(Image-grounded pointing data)
________________

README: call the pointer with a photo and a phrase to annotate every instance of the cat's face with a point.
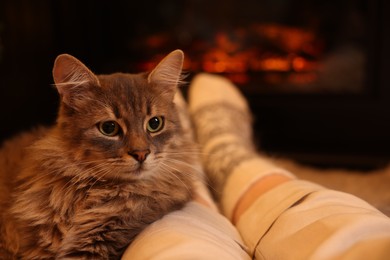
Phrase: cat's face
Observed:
(119, 125)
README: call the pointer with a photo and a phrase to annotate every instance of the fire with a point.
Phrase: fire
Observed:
(261, 48)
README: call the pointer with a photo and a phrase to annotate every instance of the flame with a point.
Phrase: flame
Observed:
(276, 49)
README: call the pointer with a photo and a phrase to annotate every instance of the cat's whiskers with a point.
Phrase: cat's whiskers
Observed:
(199, 170)
(172, 170)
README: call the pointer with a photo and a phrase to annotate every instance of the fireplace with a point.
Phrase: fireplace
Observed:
(315, 72)
(267, 47)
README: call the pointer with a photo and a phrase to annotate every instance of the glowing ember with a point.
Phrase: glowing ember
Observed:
(259, 49)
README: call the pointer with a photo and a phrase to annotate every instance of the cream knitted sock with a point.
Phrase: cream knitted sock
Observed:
(223, 127)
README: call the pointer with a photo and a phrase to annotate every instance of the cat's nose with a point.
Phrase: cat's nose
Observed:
(139, 155)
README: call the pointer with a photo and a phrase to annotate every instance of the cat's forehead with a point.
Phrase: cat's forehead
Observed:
(129, 93)
(123, 81)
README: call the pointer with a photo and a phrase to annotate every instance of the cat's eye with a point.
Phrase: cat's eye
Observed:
(109, 128)
(155, 124)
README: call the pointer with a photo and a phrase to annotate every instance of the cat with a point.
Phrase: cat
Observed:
(116, 160)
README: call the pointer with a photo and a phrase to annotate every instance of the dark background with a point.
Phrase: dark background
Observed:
(326, 130)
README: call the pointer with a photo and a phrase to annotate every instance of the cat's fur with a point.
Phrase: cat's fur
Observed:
(79, 193)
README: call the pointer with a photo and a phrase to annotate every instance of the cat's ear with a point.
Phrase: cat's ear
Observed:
(70, 75)
(168, 73)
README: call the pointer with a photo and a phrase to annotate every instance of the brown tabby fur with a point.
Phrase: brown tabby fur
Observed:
(76, 193)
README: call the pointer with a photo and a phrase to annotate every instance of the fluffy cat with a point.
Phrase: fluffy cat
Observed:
(116, 160)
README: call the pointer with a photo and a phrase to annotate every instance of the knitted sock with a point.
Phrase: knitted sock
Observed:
(223, 127)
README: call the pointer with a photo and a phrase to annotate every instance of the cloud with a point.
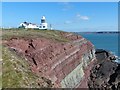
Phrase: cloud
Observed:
(66, 6)
(80, 17)
(67, 22)
(77, 18)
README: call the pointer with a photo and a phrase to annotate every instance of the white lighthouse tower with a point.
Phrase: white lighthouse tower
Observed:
(43, 24)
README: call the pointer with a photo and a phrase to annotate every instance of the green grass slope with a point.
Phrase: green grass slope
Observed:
(16, 72)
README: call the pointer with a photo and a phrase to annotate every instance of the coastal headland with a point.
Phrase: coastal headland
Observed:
(53, 59)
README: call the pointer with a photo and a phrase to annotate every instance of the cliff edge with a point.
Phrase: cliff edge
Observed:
(59, 59)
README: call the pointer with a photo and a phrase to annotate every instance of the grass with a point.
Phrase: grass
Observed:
(16, 72)
(49, 34)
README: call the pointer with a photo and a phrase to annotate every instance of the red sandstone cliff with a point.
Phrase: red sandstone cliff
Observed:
(66, 64)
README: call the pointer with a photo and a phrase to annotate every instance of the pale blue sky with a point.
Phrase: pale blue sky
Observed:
(73, 16)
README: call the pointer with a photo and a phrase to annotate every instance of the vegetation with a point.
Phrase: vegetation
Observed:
(17, 74)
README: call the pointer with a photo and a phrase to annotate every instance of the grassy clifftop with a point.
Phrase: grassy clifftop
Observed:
(16, 72)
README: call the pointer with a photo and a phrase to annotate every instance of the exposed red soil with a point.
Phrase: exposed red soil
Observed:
(52, 59)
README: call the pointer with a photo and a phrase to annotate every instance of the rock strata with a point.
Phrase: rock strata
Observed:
(106, 73)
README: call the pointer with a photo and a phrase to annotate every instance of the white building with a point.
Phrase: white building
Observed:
(43, 24)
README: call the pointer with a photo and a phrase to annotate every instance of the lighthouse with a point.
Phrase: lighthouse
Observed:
(43, 24)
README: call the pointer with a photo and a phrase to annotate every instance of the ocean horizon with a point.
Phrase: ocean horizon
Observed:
(104, 41)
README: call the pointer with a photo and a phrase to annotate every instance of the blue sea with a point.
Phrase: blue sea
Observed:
(104, 41)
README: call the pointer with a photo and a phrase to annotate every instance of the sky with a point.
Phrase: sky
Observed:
(66, 16)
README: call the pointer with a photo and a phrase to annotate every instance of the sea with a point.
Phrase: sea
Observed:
(106, 41)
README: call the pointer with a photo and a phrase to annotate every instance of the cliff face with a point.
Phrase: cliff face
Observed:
(66, 64)
(106, 73)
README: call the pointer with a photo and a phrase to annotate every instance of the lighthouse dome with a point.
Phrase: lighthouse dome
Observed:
(43, 17)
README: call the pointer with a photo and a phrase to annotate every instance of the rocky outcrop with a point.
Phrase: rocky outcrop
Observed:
(66, 64)
(106, 73)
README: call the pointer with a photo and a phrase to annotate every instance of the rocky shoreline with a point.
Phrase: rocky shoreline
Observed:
(106, 73)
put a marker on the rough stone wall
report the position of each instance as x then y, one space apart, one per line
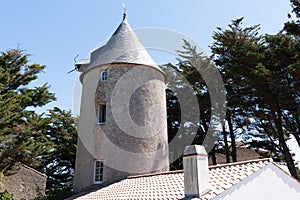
26 183
108 142
89 141
145 151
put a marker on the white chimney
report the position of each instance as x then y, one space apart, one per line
196 173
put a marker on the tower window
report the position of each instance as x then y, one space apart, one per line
104 76
98 171
102 114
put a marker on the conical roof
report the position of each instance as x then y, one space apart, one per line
123 47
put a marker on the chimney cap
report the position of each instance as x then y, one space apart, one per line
194 150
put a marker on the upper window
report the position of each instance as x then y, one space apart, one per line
98 171
104 76
102 114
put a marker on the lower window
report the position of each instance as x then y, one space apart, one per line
98 171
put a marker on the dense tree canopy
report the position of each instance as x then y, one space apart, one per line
47 141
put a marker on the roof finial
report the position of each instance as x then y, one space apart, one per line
124 13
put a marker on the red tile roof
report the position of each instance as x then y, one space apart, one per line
170 185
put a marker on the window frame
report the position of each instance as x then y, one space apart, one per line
104 76
101 114
100 174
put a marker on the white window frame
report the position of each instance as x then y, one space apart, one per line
102 114
104 76
98 171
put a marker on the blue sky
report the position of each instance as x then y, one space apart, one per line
55 31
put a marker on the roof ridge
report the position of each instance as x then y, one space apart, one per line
33 170
240 162
154 174
209 167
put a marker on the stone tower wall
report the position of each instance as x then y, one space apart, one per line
134 138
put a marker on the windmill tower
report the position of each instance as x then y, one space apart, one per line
122 124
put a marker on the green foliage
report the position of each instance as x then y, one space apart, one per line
19 125
6 196
46 142
263 72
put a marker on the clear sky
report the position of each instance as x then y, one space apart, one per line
55 31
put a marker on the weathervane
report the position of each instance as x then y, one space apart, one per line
76 66
124 13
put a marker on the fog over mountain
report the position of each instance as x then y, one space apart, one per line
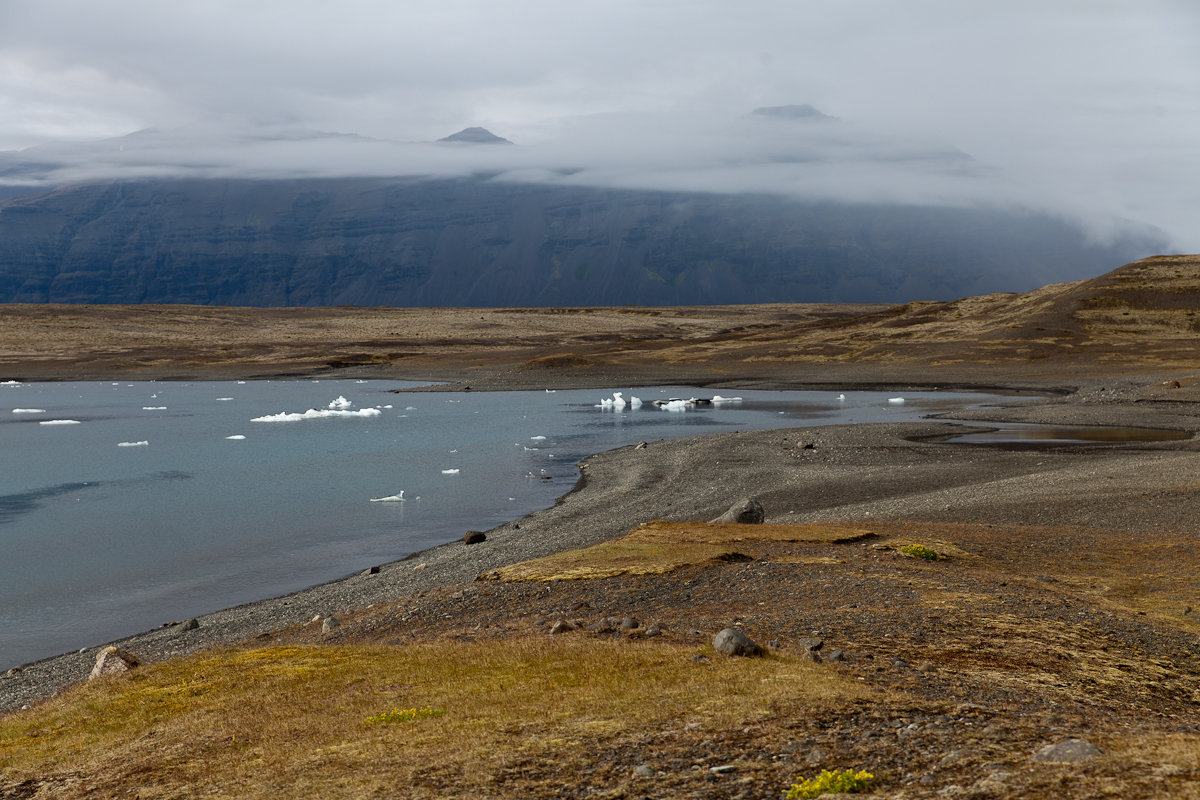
799 151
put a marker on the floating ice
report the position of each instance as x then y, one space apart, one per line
313 414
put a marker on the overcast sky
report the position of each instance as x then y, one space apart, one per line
1087 108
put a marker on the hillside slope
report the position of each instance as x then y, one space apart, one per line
479 242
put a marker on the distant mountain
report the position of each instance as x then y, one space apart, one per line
475 136
485 242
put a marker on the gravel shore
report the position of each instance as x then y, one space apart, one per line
853 471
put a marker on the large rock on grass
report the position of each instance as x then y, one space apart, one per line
113 661
733 642
744 512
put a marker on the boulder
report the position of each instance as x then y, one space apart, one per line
745 512
733 642
113 661
1071 750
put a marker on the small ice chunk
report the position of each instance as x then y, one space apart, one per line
315 414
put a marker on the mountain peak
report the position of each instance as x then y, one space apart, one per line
475 136
804 112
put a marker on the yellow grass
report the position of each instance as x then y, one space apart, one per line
658 547
289 722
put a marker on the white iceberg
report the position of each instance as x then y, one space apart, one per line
315 414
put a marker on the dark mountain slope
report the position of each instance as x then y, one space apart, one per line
478 242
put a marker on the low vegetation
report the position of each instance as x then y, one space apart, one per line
303 721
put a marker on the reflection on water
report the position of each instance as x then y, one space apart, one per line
1050 434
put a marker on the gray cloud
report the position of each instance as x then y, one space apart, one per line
1086 109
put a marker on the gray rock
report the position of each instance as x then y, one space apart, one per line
744 512
733 642
113 661
1072 750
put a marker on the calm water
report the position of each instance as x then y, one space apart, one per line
143 510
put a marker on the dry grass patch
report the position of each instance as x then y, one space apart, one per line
287 722
658 547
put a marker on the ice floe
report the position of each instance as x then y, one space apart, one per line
315 414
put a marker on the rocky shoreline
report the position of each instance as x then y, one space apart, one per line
855 471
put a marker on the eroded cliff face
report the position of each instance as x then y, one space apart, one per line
479 242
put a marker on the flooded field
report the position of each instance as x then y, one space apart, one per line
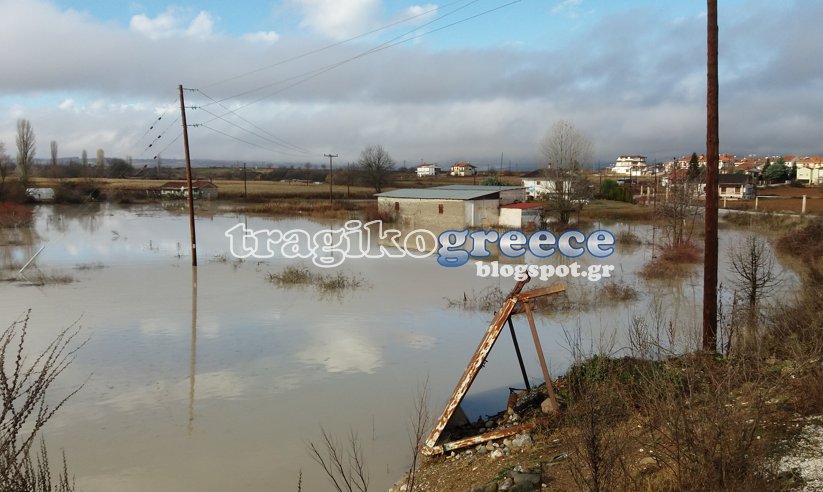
217 379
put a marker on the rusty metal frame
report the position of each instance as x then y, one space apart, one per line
502 316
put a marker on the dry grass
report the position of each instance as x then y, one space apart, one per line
673 262
15 215
28 406
231 189
295 207
804 243
302 276
611 210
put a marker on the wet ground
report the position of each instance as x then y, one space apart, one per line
217 379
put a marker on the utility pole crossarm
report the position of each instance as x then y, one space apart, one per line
331 176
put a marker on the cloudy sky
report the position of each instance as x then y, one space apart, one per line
290 80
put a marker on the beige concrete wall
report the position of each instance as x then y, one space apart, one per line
415 213
482 213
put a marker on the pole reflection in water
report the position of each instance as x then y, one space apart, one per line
193 359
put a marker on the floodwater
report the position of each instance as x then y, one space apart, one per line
217 379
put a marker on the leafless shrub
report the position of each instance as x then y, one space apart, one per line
596 445
616 292
628 238
419 423
343 464
702 427
24 384
292 276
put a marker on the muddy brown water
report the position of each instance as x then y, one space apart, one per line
220 386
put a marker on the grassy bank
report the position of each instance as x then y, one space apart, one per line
657 420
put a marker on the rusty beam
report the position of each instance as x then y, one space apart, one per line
540 357
543 291
519 355
488 436
482 351
477 361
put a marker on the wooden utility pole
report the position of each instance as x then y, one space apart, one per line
188 177
331 176
712 156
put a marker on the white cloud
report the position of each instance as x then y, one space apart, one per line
168 24
163 25
566 7
201 26
267 37
338 18
419 12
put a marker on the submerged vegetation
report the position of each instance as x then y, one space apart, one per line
28 406
664 417
301 276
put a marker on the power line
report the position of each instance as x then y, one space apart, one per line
334 45
169 144
388 44
204 125
274 138
158 137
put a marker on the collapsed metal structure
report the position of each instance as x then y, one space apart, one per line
515 302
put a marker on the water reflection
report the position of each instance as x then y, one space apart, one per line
193 351
243 373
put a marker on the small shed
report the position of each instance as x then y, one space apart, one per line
735 186
179 189
519 215
40 194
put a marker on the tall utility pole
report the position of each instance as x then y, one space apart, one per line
712 156
245 189
188 177
331 176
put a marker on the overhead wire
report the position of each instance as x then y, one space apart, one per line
334 45
246 141
274 138
386 44
305 77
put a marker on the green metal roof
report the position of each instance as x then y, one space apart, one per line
449 192
439 194
477 187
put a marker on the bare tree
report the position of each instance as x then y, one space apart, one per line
344 466
418 426
25 148
53 147
101 162
376 165
753 264
4 166
679 212
565 149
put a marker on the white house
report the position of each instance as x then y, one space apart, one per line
537 185
520 215
179 189
447 207
630 164
40 194
427 169
810 170
463 169
735 186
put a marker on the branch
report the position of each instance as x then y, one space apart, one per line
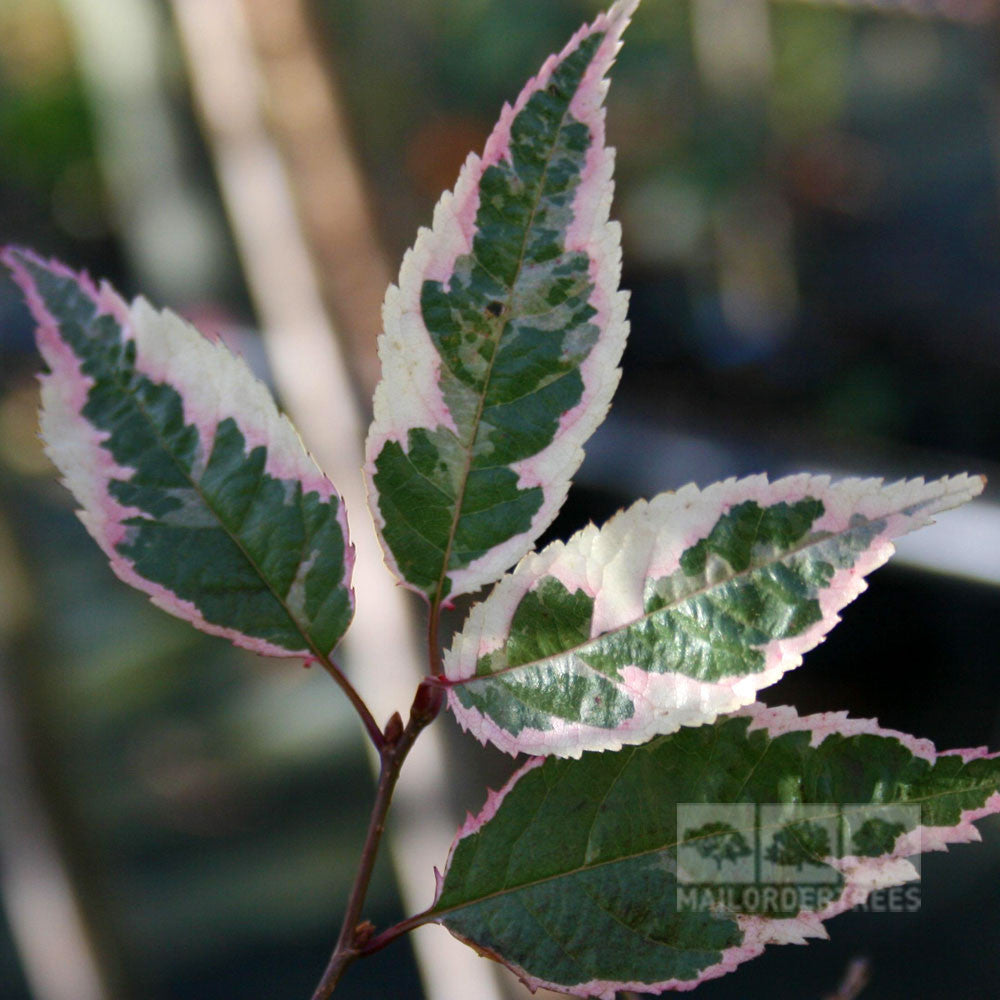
355 935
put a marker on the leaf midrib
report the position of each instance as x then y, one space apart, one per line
580 649
435 914
117 376
502 319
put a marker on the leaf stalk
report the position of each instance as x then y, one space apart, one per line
395 744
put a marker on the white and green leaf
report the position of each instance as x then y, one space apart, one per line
595 875
677 610
502 340
198 491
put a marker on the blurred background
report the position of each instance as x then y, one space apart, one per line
809 197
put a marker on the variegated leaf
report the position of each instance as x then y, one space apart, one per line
677 610
196 488
502 340
661 866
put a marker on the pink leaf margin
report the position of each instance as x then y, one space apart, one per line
862 875
408 396
645 542
213 384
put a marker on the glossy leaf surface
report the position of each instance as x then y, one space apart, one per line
677 610
197 489
602 874
503 338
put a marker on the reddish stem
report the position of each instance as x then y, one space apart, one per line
396 743
368 720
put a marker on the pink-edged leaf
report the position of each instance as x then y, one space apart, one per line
502 339
661 866
198 491
677 610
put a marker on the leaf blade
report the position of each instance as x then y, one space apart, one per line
676 611
503 337
570 874
198 491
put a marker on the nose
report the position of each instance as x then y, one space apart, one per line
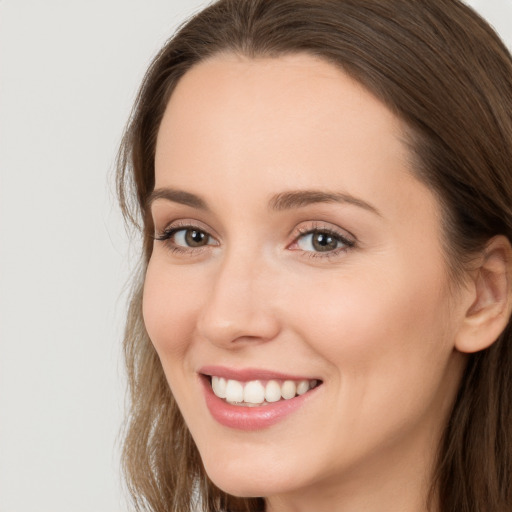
238 308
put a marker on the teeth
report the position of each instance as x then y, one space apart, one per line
255 392
303 387
219 386
234 391
272 391
288 389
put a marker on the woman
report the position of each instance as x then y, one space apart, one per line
321 321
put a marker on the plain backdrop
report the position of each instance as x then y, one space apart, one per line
69 71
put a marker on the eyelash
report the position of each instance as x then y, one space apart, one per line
167 235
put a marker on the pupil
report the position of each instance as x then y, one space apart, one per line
195 238
323 242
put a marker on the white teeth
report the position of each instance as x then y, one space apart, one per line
288 390
272 391
302 387
254 392
234 391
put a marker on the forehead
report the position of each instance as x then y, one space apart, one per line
250 126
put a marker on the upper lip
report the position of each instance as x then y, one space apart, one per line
248 374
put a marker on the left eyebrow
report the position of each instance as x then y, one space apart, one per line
302 198
177 196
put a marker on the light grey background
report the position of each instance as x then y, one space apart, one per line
68 75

________________

== INSTRUCTIONS FOR THE TASK ==
Give the count of lines in the records that contain "sandstone", and no other text.

== SOLUTION BELOW ==
2